## PAGE EXCERPT

=-=-=-=-=

# OBS Frame Interleave Filter



## norihiro (Oct 14, 2022)

norihiro submitted a new resource:

OBS Frame Interleave Filter - Reduce GPU and CPU usage



> *Introduction*
> This plugin interleaves video frames to reduce CPU and GPU usage while the source is not displayed to the program.
> 
> Without this plugin, while a video source is shown on at least one display, such as preview and program displays, every video frame is transferred to the GPU. If you have multiple video sources, a poor system might not have enough power to process all frames.
> ...



Read more about this resource...


----------



## nuttylmao (Nov 2, 2022)

I cannot see the "Interleave Frame" filter.
Tested this on OBS v27.2.4.
Logs show that the plugin is loading successfully, so not sure why I can't see the filter.
Anyone got any ideas?


----------



## norihiro (Nov 2, 2022)

Looking at the 3rd line, obs_register_source failed to register the source. I need to rebuild the plugin. I'm sorry for your inconvenience.
I used a build script in the plugin template before OBS 28.0 was released but somehow the template includes a new feature so that OBS 27.2 rejected to load.


----------



## nuttylmao (Nov 2, 2022)

norihiro said:


> Looking at the 3rd line, obs_register_source failed to register the source. I need to rebuild the plugin. I'm sorry for your inconvenience.
> I used a build script in the plugin template before OBS 28.0 was released but somehow the template includes a new feature so that OBS 27.2 rejected to load.


Wow thanks for the fast response! Thank you, would really like to give this a try as I run many video capture devices!


----------



## norihiro (Nov 2, 2022)

norihiro updated OBS Frame Interleave Filter with a new update entry:

Frame Interleave Filter 0.1.1



> This is a hotfix release of a frame interleave filter for OBS Studio.
> 
> *Changes in this version*
> 
> ...



Read the rest of this update entry...


----------



## bphan6 (Nov 12, 2022)

Hello Norihiro,
I tried to load with OBS 28 and it does not load
20:55:51.219: Failed to load 'en-US' text for module: 'obs-frame-interleave-filter.dll'
20:55:51.219: [obs-frame-interleave-filter] plugin loaded (version 0.1.1)
did i do something wrong? thanks


----------



## norihiro (Nov 14, 2022)

bphan6 said:


> Hello Norihiro,
> I tried to load with OBS 28 and it does not load
> 20:55:51.219: Failed to load 'en-US' text for module: 'obs-frame-interleave-filter.dll'
> 20:55:51.219: [obs-frame-interleave-filter] plugin loaded (version 0.1.1)
> did i do something wrong? thanks


What are other lines above and below your log? 
Which source have you attempted to add this filter to?


----------



## bphan6 (Nov 18, 2022)

Hello Norihiro, here is my log and i have 4NDI cameras and would like to use your tools to help with the bandwidth. thank y ou so much for yourhelp


----------



## norihiro (Nov 22, 2022)

bphan6 said:


> Hello Norihiro, here is my log and i have 4NDI cameras and would like to use your tools to help with the bandwidth. thank y ou so much for yourhelp


I'm sorry for my late response. I cannot find anything wrong in your log file. The plugin is theoretically compatible with NDI source and it should be listed like this on the filer dialog for NDI source.
By the way, this plugin won't contribute to reduce the network bandwidth on your LAN. Just the bandwidth between CPU and GPU will be reduced.


----------

=-=-=-=-=

## Items from a dataset
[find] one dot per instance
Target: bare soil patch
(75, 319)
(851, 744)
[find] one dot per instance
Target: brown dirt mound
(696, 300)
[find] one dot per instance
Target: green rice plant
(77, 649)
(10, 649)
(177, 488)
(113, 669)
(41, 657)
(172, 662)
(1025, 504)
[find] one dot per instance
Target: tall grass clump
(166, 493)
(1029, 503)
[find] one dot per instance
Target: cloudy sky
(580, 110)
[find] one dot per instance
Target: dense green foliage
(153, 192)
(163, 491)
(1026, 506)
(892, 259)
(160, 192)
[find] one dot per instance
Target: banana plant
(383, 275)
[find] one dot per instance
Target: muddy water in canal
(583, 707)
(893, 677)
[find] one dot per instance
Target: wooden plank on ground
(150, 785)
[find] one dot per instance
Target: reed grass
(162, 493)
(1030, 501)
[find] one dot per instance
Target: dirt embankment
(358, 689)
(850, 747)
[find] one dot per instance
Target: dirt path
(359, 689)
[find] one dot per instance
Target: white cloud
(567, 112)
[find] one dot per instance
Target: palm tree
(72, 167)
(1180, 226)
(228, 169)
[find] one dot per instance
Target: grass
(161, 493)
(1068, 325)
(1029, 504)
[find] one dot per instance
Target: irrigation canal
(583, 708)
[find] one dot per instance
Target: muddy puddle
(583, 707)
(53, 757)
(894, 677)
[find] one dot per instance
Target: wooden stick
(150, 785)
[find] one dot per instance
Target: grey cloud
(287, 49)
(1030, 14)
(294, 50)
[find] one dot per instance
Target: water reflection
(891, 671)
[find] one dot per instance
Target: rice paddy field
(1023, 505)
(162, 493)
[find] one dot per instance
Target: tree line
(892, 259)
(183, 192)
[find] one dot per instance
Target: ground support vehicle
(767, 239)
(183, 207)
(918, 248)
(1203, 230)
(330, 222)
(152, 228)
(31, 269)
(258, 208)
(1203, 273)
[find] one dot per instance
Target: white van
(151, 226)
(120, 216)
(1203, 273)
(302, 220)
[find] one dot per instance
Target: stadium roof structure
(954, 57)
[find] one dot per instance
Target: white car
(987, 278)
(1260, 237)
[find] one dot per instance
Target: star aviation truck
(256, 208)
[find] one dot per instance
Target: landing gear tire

=-=-=-=-=

## DIRECTIONS
• 1. In the forum thread about the OBS Frame Interleave Filter, which OBS version did nuttylmao test the plugin on?
• 2. Retype the part of the forum thread about the OBS Frame Interleave Filter between "I cannot see" and "got any ideas?", inclusive.
• 3. List every username that appears as a post author in the forum thread about the OBS Frame Interleave Filter.
The dataset lines stand apart from the forum thread and have no connection to it.

## SOLUTIONS FOR EACH TASK
• 1. OBS v27.2.4.

• 2.
I cannot see the "Interleave Frame" filter.
Tested this on OBS v27.2.4.
Logs show that the plugin is loading successfully, so not sure why I can't see the filter.
Anyone got any ideas?

• 3. norihiro, nuttylmao, bphan6